YOUR GOAL: Reproduce every one of the lines below word for word, without changing anything.

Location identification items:

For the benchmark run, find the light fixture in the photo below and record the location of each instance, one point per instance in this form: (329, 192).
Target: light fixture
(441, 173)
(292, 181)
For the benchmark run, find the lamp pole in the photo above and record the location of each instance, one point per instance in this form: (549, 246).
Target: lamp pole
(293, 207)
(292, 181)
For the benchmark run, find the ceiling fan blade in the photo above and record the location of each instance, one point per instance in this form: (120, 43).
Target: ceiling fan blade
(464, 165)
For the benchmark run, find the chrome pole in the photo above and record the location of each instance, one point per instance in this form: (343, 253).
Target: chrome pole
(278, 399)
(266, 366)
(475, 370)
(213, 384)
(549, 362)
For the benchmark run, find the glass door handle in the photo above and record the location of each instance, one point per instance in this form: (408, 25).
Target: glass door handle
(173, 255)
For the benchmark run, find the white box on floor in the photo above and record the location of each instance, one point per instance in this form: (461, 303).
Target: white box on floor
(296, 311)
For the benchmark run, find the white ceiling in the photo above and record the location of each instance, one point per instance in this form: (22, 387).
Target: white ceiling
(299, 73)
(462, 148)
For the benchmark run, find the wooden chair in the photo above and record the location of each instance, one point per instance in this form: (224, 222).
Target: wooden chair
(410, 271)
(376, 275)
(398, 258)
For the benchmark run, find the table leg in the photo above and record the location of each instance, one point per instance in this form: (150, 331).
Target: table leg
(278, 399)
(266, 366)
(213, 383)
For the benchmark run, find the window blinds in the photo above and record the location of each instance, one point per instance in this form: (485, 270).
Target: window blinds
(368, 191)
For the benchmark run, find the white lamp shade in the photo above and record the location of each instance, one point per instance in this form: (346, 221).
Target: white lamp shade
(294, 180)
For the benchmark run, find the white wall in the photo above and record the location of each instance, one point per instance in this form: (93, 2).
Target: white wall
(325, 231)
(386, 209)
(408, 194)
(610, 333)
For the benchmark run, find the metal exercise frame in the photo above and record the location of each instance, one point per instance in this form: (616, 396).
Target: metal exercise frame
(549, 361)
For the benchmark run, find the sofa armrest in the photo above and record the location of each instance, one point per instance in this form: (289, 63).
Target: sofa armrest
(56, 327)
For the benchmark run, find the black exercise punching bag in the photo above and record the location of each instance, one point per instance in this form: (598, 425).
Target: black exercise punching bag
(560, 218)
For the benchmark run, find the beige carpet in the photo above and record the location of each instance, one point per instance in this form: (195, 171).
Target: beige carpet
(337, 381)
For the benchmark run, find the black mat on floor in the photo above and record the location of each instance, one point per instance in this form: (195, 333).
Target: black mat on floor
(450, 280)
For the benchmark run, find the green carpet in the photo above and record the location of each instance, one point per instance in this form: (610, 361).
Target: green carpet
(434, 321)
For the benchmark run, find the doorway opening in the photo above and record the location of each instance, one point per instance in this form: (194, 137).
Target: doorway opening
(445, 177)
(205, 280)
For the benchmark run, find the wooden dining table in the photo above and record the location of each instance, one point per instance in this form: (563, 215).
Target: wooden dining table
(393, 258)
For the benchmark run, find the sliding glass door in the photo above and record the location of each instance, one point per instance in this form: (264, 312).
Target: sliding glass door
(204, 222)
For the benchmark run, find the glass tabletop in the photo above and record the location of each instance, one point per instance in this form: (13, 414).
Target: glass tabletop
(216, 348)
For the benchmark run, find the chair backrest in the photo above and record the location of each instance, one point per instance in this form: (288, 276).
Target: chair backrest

TASK OUTPUT:
For the benchmark run, find the light fixture in the photo below and record the location of each instance, one point per instance in this form: (329, 192).
Target: light fixture
(441, 173)
(292, 181)
For the benchmark run, find the lamp pole in the photo above and record the location of each instance, one point per instance in this form: (549, 246).
Target: lamp pole
(293, 207)
(292, 181)
For the benchmark run, find the ceiling fan blade in the photo above and record the location of each instance, one point per instance in this form: (120, 43).
Target: ceiling fan blade
(464, 165)
For the benchmark run, find the chrome pole in the photo above and record the location of each instance, one point per instance in this form: (343, 253).
Target: chrome pole
(278, 399)
(266, 366)
(475, 370)
(213, 384)
(549, 362)
For the benchmark run, find the glass door handle in the photo above and record the location of each instance, one point per instance in this form: (408, 25).
Target: glass door handle
(173, 255)
For the benchmark run, find the white box on floor in the photo above and record the location of each instance, one point per instance in this form: (461, 303).
Target: white box on floor
(296, 311)
For the benchmark run, find the white ceiling in the photo above and record the location of each instance, one point per instance in this form: (22, 387).
Target: white ceiling
(299, 73)
(462, 148)
For the benchmark run, find the wooden chair in the photo above and record the location of each instance, one point per instance in this form: (224, 222).
Target: wooden chair
(410, 271)
(376, 275)
(398, 258)
For the benchmark run, find the table leg in the photo above and record the location of each instance, one point per instance in this form: (150, 331).
Target: table leg
(278, 399)
(266, 366)
(213, 383)
For the benchmark run, find the window blinds in the photo above and record the location of each instance, one point per instance in this form: (485, 270).
Target: window blinds
(368, 191)
For the benchmark run, find the white lamp shade in the photo above and record the location of each instance, one point per instance in this form: (346, 221).
Target: white lamp shade
(294, 180)
For the benchmark run, find the white wall in the photo above and record the location of each instance, one point per instance in this form: (93, 2).
Target: white wall
(325, 231)
(386, 209)
(408, 194)
(610, 333)
For the benchmark run, find the metal exercise frame in the photo above and record the location of each instance, one point per instance in this form: (616, 396).
Target: metal exercise frame
(549, 361)
For the benchmark run, find the sofa armrest in the photo above and record the location of each instance, one point per instance in this form: (289, 63).
Target: sofa armrest
(56, 327)
For the benchmark run, find the black exercise punching bag in the photo above and record the location of each instance, one point per instance in this form: (598, 425).
Target: black exercise punching bag
(560, 218)
For the benchmark run, find the beige carpet in the photo above and record the location of each instance, one point per instance in this form: (195, 171).
Target: beige carpet
(337, 381)
For the benchmark run, find the black mat on floor in the photo above and record the location of each instance, one point per instance in this form: (195, 333).
Target: black mat on floor
(450, 280)
For the benchmark run, find the green carpet in the photo above and record the location of each instance, one point per instance in this form: (610, 361).
Target: green carpet
(434, 321)
For the benchmark run, find the doorway opening in the photo above and record the location of each instance, one point per instance in this form: (194, 137).
Target: doorway opening
(445, 177)
(205, 280)
For the benchmark run, find the wooden dining table in the photo above and record the location of each instance, one point per instance in this form: (563, 215).
Target: wooden dining table
(393, 258)
For the benchmark run, find the sliding glass door in the photo above and record the location of each instance, one point per instance in this form: (264, 312).
Target: sliding glass door
(204, 222)
For the benchmark run, find the glass tabletop in the photo above and record the location of each instance, one point per instance in this form: (13, 414).
Target: glass tabletop
(216, 348)
For the benchmark run, find the chair backrest in the photo above and record the location of each instance, one point per instance in this form: (288, 276).
Target: chair backrest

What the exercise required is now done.